## What is needed:
Identify all lines in the listing that include the word "stone", and copy them out.

#### Information supplied ####

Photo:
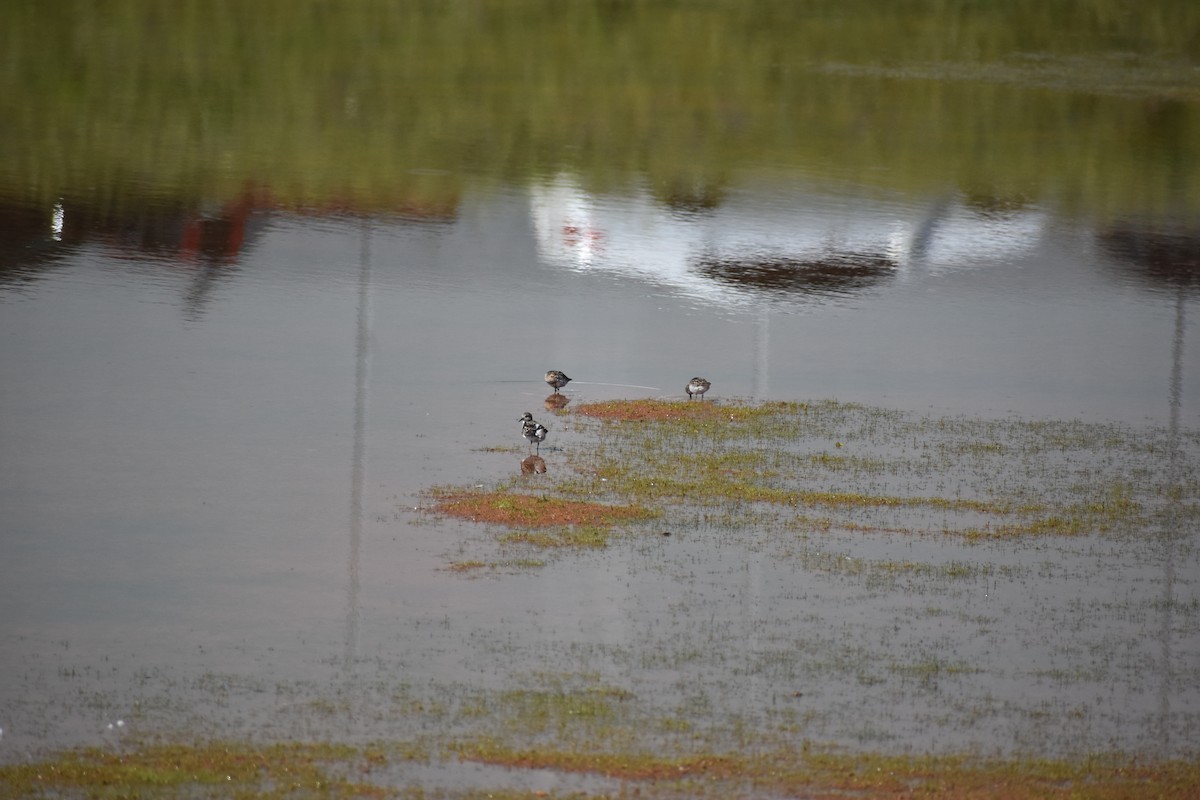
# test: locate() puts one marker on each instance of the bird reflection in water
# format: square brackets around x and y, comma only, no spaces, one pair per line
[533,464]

####
#### Information supplied ####

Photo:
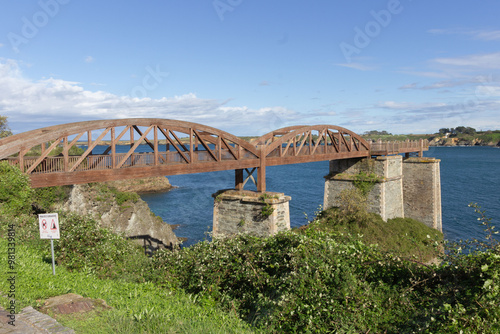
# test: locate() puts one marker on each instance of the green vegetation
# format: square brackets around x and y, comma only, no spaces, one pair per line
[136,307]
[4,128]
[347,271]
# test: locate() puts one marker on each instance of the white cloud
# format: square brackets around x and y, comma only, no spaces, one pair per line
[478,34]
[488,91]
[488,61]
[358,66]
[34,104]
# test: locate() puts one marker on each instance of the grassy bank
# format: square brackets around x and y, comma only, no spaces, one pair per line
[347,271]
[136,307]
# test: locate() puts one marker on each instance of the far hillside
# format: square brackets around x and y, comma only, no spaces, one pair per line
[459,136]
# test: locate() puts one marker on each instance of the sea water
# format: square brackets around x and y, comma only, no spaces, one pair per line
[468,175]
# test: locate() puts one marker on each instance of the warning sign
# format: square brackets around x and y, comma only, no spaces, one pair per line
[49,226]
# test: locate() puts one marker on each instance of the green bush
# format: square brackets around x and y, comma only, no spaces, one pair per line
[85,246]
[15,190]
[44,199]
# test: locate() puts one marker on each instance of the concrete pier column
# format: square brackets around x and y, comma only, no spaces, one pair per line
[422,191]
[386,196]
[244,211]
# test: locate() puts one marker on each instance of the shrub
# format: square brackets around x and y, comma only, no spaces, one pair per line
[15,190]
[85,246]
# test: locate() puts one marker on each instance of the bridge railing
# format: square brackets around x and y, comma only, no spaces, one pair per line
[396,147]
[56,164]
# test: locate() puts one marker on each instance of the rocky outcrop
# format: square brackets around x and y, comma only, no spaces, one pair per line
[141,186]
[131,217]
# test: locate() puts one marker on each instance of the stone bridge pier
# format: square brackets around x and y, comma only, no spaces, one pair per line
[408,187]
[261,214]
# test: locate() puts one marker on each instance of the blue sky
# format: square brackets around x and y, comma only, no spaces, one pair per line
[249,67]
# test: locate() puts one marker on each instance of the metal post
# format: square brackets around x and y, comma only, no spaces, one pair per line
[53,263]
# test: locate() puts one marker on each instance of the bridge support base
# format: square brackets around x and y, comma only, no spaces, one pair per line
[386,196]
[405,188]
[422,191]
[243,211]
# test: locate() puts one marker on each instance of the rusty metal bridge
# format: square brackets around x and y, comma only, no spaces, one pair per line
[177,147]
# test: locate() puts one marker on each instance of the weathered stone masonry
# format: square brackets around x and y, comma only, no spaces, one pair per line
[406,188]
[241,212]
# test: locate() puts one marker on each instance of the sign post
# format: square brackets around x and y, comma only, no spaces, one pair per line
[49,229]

####
#### Information supplied ####

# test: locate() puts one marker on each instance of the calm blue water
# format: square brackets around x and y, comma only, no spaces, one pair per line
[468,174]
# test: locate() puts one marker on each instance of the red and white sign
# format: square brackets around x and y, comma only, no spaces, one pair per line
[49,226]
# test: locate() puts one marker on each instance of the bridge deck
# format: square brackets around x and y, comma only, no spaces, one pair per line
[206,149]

####

## Task result:
# test: locate() puts one marker on each instance of the stone bridge pier
# test: locate() puts one marker on each instance of the weathered stone masonry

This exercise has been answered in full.